> [Exercise tasks]
[1] According to the text on infrastructure and the World Bank, which dam in Guatemala was built with World Bank funding between 1975 and 1983?
[2] Please reproduce the stretch of the text on infrastructure and the World Bank from "Infrastructure and the" through "dam in Bisri.".

> [Page text]

'''

Infrastructure and the World Bank
In spite of these infrastructural politics that materialize unjustly — and at times as weapons to dispossess and harm — governments, corporations, and the World Bank have sold infrastructure as an economic opportunity, even though World Bank funded infrastructural programs in the Global South have often meant disastrous consequences for working classes and indigenous peoples. Between 1975-83, for instance, the infamous Chixoy Dam in Guatemala was built with World Bank funding, causing the displacement and massacre of indigenous Mayans in Rio Negro by the government.27 So it should be no surprise that the World Bank is ignoring Lebanese scientists to forge ahead with the dam in Bisri.
The World Bank also claims that “resilient infrastructure assets pay for themselves.” But they don’t — working classes pay for them through their dispossession and with government-imposed austerity.
As early as 1994, the World Bank released “The World Development Report: Infrastructure for Development” to make the case for large-scale investment in infrastructural projects as “essential to more effective poverty reduction.”28 To get those “wheels of economic activity” going, the Bank prescribed “innovative technology,” which has often meant supplying engineering contracts from the Global North, and the “privatization of services,” which has materialized en masse with neoliberalism’s aggressive take-over in the 90s.29
In 2019, the World Bank is still presenting infrastructure as an economic opportunity, only now, it is capitalizing on the ubiquitous discourse of climate change and environmentalism. In “Lifelines: The Resilient Infrastructure Opportunity,” World Bank economists make the case for investing in “resilient infrastructure,” that is, infrastructure that is supposedly “better able to deliver the services people and firms need during and after natural shocks.”30 “There is no time to waste,” pleads World Bank CEO Kristalina Georgieva in a tone that is meant to evoke Greta Thunberg’s, “with a rapidly changing climate… invest[ing] in resilience should be an urgent priority… we can provide critical infrastructure services — lifelines that will spur sustained and resilient economic development.”31 This comes, as argued below with respect to CEDRE, at a great cost to the poor.
What is especially troubling in this report is how the tragedies of global warming — ends of entire ecosystems and lifestyles, disappearing islands, forced migrations, mass extinctions of fauna and flora — are abstracted and quantified as costs, first for local states then for the global supply chain.32 Correspondingly, infrastructure is drawn into climate change financing schemes in the form of debt from the North to the South to mitigate catastrophes. Just like it quantifies tragedies, the Bank quantifies infrastructure, framing it as a financial solution in which an “investment of [US]$1 yields [US]$4 in benefits.”33 But we know that infrastructures fail, and if they don’t, a variety of natural and structural conditions converge so that they don’t perform as well — or in this logic, as “profitably” — as they are intended; look no further than the decaying, failed dam in Brisa, north Lebanon. The World Bank also claims that “resilient infrastructure assets pay for themselves.” But they don’t — working classes pay for them through their dispossession and with government-imposed austerity, sometimes to no avail — left to ruination, the helicopters lay useless as discarded scraps of metals in Beirut airport, while the raging, uncontainable fires engulfed homes and forests in Chouf, the day before the uprising.

'''

> [Dataset]
'''

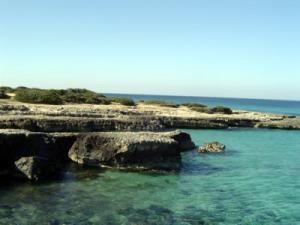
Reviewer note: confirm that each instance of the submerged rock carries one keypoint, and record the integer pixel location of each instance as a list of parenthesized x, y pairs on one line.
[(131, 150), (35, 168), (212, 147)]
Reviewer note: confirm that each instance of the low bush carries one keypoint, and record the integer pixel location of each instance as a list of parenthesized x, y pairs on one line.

'''
'''

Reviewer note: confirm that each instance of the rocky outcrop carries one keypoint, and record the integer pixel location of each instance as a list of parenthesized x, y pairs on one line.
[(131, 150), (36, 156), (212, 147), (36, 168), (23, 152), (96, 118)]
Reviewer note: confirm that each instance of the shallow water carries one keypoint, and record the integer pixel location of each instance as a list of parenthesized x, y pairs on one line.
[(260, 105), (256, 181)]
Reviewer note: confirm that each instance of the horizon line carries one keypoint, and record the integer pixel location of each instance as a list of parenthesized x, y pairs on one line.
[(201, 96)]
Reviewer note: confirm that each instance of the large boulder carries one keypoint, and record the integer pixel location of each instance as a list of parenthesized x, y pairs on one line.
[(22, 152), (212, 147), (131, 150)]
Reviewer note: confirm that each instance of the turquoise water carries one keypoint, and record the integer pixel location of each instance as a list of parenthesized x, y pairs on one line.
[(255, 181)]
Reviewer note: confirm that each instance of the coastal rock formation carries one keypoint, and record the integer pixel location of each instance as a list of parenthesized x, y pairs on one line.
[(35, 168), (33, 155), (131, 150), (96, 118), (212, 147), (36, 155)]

'''
'''

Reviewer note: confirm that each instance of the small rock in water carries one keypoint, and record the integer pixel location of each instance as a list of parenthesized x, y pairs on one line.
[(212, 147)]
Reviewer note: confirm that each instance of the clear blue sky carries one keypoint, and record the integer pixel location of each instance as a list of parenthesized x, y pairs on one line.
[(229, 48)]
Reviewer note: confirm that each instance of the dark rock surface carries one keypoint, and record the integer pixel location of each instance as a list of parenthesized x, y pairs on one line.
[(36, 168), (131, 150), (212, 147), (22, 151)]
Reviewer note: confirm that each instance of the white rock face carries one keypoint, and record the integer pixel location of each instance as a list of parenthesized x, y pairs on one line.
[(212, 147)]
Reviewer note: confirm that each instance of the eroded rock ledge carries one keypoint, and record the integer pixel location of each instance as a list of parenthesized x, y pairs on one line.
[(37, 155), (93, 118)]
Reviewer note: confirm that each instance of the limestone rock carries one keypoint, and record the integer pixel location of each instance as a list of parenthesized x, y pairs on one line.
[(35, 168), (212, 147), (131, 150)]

'''

> [Answers to the problems]
[1] The Chixoy Dam.

[2]
Infrastructure and the World Bank
In spite of these infrastructural politics that materialize unjustly — and at times as weapons to dispossess and harm — governments, corporations, and the World Bank have sold infrastructure as an economic opportunity, even though World Bank funded infrastructural programs in the Global South have often meant disastrous consequences for working classes and indigenous peoples. Between 1975-83, for instance, the infamous Chixoy Dam in Guatemala was built with World Bank funding, causing the displacement and massacre of indigenous Mayans in Rio Negro by the government.27 So it should be no surprise that the World Bank is ignoring Lebanese scientists to forge ahead with the dam in Bisri.